> **Excerpted records**
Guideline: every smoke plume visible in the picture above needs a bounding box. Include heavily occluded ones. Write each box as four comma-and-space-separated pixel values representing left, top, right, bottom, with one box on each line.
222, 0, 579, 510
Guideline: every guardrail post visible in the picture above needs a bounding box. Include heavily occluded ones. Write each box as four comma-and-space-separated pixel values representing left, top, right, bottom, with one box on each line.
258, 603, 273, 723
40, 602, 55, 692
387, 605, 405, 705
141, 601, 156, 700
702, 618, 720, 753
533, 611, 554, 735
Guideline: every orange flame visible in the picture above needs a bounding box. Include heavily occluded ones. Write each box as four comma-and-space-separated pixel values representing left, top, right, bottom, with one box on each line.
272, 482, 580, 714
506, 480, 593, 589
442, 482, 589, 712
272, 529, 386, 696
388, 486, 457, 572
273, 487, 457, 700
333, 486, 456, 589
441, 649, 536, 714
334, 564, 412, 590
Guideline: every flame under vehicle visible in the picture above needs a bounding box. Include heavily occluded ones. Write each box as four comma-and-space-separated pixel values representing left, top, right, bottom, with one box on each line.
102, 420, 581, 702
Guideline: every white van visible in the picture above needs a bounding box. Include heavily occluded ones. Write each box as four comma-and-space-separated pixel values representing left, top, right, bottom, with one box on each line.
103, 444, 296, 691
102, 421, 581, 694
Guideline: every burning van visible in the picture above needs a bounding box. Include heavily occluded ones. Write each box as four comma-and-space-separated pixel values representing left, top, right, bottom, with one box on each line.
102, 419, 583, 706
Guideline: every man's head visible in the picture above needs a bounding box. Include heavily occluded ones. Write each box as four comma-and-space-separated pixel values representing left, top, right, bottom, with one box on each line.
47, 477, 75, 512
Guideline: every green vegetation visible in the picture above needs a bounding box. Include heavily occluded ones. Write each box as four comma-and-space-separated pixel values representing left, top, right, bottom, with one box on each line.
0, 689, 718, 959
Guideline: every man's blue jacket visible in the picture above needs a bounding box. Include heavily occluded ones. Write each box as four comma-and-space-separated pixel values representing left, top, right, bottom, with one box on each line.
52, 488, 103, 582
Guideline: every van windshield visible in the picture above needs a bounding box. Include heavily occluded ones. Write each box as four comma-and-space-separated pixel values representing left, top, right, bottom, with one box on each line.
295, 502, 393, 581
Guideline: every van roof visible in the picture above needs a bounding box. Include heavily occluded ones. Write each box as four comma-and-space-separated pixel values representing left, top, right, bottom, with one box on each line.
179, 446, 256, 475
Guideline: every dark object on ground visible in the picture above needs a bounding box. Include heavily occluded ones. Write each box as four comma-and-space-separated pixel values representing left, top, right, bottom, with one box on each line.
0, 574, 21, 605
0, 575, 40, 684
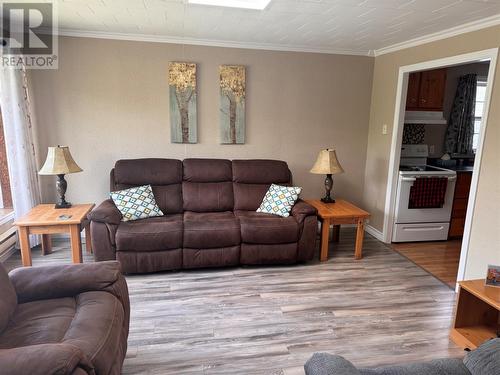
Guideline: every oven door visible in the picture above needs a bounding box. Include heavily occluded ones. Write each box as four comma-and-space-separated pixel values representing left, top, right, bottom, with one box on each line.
394, 174, 456, 224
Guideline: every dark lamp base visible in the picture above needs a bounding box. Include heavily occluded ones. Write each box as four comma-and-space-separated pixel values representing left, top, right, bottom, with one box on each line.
55, 174, 72, 209
321, 196, 335, 204
55, 201, 72, 209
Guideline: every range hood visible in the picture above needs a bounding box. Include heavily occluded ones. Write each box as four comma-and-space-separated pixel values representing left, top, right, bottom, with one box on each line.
404, 111, 447, 125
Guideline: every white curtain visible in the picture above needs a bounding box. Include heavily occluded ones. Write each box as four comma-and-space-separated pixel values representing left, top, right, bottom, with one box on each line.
0, 65, 41, 245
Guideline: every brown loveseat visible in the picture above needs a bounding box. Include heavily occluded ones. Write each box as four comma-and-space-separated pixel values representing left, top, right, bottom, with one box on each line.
0, 261, 129, 375
89, 158, 318, 274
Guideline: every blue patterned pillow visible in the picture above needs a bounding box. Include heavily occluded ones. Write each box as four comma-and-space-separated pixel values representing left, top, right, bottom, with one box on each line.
256, 184, 302, 217
110, 185, 164, 222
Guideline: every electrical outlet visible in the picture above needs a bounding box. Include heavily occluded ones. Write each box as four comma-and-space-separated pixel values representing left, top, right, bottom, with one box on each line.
429, 145, 435, 154
382, 124, 388, 135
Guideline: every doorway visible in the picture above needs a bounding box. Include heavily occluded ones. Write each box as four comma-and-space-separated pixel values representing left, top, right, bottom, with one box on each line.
382, 49, 498, 289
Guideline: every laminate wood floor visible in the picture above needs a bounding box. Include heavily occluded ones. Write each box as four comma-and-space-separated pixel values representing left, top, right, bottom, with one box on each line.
4, 229, 464, 374
391, 240, 462, 288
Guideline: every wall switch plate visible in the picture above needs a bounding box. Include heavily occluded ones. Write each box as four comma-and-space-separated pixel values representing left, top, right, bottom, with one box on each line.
429, 145, 435, 154
382, 124, 388, 135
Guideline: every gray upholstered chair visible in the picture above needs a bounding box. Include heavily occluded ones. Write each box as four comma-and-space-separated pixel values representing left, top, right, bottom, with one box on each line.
305, 338, 500, 375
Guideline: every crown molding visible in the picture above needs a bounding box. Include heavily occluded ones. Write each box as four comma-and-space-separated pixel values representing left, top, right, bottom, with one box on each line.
58, 28, 374, 57
374, 14, 500, 57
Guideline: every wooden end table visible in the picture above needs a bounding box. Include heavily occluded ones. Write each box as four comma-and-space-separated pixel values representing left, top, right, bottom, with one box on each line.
14, 203, 95, 266
304, 199, 370, 261
450, 279, 500, 350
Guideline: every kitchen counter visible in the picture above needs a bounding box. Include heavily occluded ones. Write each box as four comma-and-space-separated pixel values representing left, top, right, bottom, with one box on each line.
446, 165, 474, 172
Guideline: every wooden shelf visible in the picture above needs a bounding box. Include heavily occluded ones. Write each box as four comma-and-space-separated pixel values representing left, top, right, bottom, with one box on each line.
450, 325, 498, 350
450, 279, 500, 350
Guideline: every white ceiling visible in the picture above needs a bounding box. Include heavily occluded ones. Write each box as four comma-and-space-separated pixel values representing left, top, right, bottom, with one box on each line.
54, 0, 500, 55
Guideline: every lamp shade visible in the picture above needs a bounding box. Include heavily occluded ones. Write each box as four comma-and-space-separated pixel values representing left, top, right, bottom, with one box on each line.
310, 149, 344, 175
38, 146, 83, 175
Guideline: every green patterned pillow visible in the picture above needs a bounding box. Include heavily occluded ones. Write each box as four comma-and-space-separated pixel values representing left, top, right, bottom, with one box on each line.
256, 184, 302, 217
110, 185, 164, 222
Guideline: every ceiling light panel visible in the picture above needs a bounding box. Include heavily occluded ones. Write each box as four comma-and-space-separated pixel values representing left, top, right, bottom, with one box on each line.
188, 0, 272, 10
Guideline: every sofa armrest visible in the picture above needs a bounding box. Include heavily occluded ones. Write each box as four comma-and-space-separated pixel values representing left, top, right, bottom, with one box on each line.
0, 343, 94, 375
9, 261, 127, 304
88, 199, 122, 225
305, 353, 361, 375
292, 199, 317, 223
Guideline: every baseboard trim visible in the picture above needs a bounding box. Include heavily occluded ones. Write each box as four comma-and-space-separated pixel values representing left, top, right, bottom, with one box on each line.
365, 224, 384, 242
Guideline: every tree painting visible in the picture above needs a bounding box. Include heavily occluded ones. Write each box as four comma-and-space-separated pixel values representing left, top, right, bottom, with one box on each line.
220, 65, 245, 144
168, 62, 197, 143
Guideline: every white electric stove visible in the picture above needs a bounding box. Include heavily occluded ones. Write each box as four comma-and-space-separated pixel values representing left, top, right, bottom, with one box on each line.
392, 145, 457, 242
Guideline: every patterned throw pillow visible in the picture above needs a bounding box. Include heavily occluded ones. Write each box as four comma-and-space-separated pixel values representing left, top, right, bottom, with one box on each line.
256, 184, 302, 218
110, 185, 164, 222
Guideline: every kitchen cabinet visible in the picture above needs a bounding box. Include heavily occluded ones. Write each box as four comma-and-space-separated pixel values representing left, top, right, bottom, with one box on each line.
449, 171, 472, 238
406, 68, 447, 111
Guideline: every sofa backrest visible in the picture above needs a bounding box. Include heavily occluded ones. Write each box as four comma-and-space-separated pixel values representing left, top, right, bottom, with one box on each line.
110, 158, 292, 214
232, 160, 292, 211
182, 159, 234, 212
111, 158, 183, 214
0, 264, 17, 333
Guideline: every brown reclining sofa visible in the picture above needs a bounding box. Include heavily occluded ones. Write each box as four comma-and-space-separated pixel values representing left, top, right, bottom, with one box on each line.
0, 261, 129, 375
89, 158, 318, 274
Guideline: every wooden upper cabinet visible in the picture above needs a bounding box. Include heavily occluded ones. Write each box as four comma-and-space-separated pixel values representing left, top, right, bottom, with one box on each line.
406, 72, 421, 109
406, 68, 447, 111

> **What you should do**
Give back, exactly and with nothing added, the lines from the line containing "Guideline: every kitchen cabinet" through the final line of the records above, both of them included.

> **Answer to this exercise**
Guideline: every kitchen cabinet visible in the picture above needs a bounding box. Include heavily occluded ones. Write each box as four comma-and-space-separated pixel values representing left, top, right, bottom, with one box on each line.
449, 171, 472, 238
406, 68, 447, 111
Guideline: every sofa backrest visible in the picture above needs a bounding box. Include heavily occluded ones. Write each box as four comma-and-space-separated pixel values representing left, top, right, bottom, with one box on each line.
110, 158, 292, 214
232, 160, 292, 211
182, 159, 234, 212
111, 158, 183, 214
0, 264, 17, 333
Guideline: every brown reclining sofa visible in the picture above needs a bounding box. Include heavily occluded ones. Write each box as four comma-and-space-separated pixel values representing left, top, right, bottom, with one box on each line.
0, 261, 129, 375
89, 158, 318, 274
Guideline: every wooden upper cabinet visible in the picture above needs a bounding box. Include heavily occluded ones. Write each box as four comma-and-space-separated pixel values representing left, top, right, bottom, with one box on each line.
406, 72, 421, 109
406, 68, 447, 111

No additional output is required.